### Objective
Gather every row below that contains the string "blue" and copy each one in full. Case counts.

### Supplied entries
<<<<
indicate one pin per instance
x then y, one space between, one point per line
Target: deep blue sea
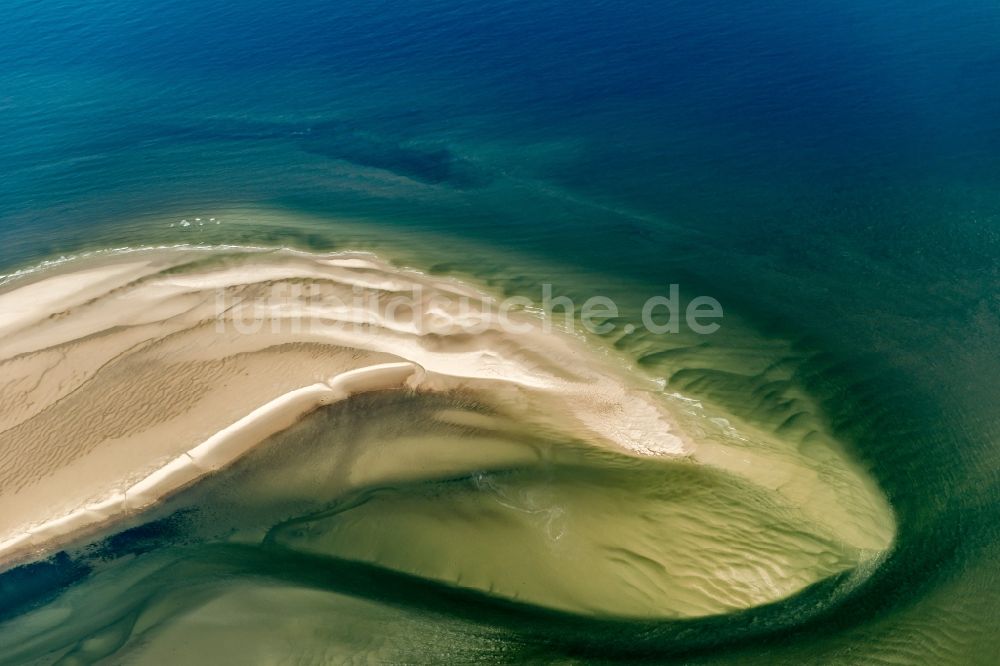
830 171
>>>>
<<<<
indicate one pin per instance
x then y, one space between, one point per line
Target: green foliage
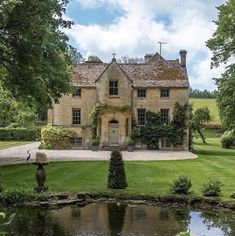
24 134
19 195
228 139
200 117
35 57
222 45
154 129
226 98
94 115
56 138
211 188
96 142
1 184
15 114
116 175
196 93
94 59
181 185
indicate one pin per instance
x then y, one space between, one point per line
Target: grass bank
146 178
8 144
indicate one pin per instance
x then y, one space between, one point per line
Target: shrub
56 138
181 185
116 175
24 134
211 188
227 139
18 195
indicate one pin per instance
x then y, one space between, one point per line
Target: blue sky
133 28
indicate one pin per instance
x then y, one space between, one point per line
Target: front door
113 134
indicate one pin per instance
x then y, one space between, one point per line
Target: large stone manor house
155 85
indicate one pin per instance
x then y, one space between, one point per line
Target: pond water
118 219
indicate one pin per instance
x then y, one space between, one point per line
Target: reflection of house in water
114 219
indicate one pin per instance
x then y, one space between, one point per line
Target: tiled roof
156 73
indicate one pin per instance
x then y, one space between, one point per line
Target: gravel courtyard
>>>>
### Written answer
Target: deep blue sea
Target: blue sky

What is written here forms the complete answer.